**The exercise**
Reproduce the material below word for word, line by line, but leave out the pictures.
--- Data lines ---
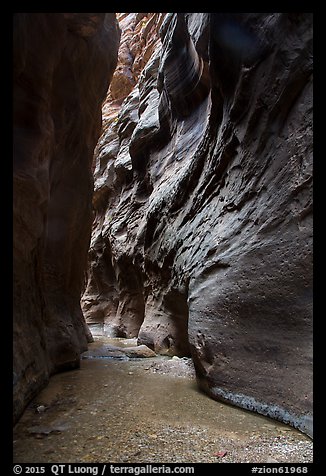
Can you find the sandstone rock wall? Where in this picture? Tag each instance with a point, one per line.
(63, 63)
(202, 242)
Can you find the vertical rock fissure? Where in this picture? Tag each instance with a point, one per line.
(203, 201)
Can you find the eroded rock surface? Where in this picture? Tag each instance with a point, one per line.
(63, 63)
(202, 242)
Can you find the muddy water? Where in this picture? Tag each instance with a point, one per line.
(119, 410)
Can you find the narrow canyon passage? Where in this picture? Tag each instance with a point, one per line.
(163, 237)
(120, 407)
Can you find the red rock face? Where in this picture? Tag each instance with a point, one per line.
(202, 241)
(63, 64)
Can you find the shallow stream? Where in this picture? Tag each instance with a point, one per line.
(119, 409)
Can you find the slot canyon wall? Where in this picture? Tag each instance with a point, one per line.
(202, 239)
(63, 63)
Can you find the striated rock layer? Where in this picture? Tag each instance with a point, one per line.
(202, 241)
(63, 63)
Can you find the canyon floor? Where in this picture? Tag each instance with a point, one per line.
(121, 407)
---
**Answer for this exercise**
Can you find the sandstone rock wall? Where in this picture? Tag each instance with a point, one per line.
(63, 63)
(202, 242)
Can you find the vertical rock fissure? Where in this picture? Tag each instance with a point, one per line.
(203, 201)
Can you find the eroded rock surface? Where in this picture? Tag each instance with a point, one per line.
(63, 63)
(202, 242)
Can you find the muddy water? Where in this picture? Tag each instance with a point, one per line.
(119, 410)
Can you find the narrow canyon passage? Where in this picture? Tag each instance with a point, one per line.
(163, 237)
(120, 407)
Can you find the red rock face? Where in this picture? Tag each instance with a point, one per line.
(202, 241)
(63, 64)
Can you find the shallow stream? Where in this picture? Tag each instance with a point, one per line.
(119, 409)
Can you find the slot canyon wall? Where in this picture? Tag each instance with a point, one per line.
(202, 239)
(63, 63)
Can you find the striated rock layer? Where in this picture? Tag each instance with a point, one per line.
(202, 241)
(63, 63)
Can you find the canyon floor? Where in this picture? Tag each instance with a point, one per line.
(121, 407)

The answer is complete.